(GIVEN TEXT):
******************************

Megan Fox said in a recent interview that she suffered a breakdown when her 2009 movie “Jennifer’s Body” was a critical and commercial failure.
“There was so much going on with me at that time, that movie being picked apart was not at the top of [my list of concerns],” she told Entertainment Tonight in an interview on Sept. 18, which was the 10th anniversary of “Jennifer’s Body.”
She said, “Because I had such a fraught relationship with the public, and the media, and journalists, and I was struggling so much at that time in general, this didn’t stand out as a particularly painful moment, it was just part of the mix.”
Fox then said she went into a hiding place after “Jennifer’s Body” to protect herself from scrutiny.
“It wasn’t just that movie, it was every day of my life, all the time, with every project I worked on and every producer I worked with,” she recalled. “It preceded a breaking point for me.”
“I think I had a genuine psychological breakdown where I wanted just nothing to do,” the “Transformers” actress also said. “I didn’t want to be seen, I didn’t want to have to take a photo, do a magazine, walk a carpet, I didn’t want to be seen in public at all because the fear, and the belief, and the absolute certainty that I was going to be mocked, or spat at, or someone was going to yell at me, or people would stone me or savage me for just being out … so I went through a very dark moment after that.”

******************************

(Saved entries)
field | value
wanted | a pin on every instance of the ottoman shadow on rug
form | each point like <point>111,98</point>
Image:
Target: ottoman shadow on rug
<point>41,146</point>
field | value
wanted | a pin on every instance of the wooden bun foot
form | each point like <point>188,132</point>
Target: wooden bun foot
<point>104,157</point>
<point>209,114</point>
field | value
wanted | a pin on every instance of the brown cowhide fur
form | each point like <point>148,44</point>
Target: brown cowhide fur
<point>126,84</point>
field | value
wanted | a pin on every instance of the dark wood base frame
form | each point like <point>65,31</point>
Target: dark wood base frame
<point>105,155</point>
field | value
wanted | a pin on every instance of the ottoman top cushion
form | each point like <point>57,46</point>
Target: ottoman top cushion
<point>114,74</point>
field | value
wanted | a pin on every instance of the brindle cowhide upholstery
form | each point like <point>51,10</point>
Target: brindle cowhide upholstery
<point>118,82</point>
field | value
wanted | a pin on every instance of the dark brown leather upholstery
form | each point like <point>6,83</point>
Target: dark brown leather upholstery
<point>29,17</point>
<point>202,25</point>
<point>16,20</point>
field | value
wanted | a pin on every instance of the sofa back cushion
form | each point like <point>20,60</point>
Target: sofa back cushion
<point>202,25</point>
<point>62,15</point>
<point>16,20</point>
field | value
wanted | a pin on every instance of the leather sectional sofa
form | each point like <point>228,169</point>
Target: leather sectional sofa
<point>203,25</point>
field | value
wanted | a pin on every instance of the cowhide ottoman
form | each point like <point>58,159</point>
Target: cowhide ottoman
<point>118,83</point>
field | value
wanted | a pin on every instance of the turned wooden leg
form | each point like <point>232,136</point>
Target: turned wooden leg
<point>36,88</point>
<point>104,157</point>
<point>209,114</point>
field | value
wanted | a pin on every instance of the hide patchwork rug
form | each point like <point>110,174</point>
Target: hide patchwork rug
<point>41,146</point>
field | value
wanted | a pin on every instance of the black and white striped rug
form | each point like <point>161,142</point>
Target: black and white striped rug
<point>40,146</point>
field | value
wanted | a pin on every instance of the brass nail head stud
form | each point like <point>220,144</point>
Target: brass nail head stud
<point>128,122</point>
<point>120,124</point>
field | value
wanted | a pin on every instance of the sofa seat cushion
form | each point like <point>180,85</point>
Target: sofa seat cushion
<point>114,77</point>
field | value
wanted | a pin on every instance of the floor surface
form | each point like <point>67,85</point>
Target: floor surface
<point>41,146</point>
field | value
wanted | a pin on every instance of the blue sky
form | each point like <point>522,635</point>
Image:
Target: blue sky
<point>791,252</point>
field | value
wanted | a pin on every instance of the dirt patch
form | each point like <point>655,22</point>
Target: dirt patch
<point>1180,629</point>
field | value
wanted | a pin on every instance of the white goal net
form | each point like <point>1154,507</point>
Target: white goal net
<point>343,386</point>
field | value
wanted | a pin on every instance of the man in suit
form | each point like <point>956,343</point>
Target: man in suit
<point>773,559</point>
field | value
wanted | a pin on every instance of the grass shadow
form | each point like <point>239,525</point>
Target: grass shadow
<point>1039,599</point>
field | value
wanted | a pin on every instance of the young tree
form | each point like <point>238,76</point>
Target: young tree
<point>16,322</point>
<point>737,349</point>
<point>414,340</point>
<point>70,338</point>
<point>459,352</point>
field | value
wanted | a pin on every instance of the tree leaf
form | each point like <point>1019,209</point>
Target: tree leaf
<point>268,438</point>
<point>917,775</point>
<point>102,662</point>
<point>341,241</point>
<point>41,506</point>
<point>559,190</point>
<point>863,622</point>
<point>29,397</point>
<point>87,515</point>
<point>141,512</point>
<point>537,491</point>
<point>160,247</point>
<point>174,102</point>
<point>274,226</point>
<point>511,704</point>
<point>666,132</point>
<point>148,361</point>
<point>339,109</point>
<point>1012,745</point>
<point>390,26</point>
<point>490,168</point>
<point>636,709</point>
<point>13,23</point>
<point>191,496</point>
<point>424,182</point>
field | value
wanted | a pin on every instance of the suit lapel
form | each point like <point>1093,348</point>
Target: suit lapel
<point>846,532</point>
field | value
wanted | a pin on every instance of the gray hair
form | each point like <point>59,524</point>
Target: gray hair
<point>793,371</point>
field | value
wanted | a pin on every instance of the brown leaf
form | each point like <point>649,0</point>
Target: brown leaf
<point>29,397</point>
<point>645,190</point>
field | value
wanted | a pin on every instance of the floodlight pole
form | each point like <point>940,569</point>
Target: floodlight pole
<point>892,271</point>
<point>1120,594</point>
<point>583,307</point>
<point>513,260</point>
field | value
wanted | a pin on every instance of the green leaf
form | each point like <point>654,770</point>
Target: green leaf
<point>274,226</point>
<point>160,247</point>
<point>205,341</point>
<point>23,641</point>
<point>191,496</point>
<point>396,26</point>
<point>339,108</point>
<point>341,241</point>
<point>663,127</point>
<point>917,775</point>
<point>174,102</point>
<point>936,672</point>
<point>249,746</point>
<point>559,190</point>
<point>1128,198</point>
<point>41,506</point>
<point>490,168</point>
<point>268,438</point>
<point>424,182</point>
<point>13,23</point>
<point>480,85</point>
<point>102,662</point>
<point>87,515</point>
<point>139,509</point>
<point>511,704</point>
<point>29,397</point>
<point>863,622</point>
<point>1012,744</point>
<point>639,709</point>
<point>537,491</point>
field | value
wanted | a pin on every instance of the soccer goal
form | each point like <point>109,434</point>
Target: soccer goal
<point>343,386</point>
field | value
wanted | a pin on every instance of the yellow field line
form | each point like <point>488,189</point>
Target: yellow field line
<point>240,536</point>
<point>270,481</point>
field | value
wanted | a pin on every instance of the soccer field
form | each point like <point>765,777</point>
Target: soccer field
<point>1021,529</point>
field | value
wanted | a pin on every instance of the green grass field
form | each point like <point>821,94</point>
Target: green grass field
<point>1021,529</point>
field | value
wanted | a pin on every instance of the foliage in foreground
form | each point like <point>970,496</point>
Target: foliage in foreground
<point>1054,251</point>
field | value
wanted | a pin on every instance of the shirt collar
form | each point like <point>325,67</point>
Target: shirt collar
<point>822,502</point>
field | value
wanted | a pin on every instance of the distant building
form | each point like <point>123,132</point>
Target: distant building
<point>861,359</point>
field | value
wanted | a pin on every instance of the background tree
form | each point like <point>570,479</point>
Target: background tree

******************************

(WHAT YOU NEED TO DO): Translate this sentence from the article about Megan Fox into Spanish: "Fox then said she went into a hiding place after ‘Jennifer’s Body’ to protect herself from scrutiny."

(TASK ANSWER): Fox dijo luego que se refugió en un escondite después de “Jennifer’s Body” para protegerse del escrutinio.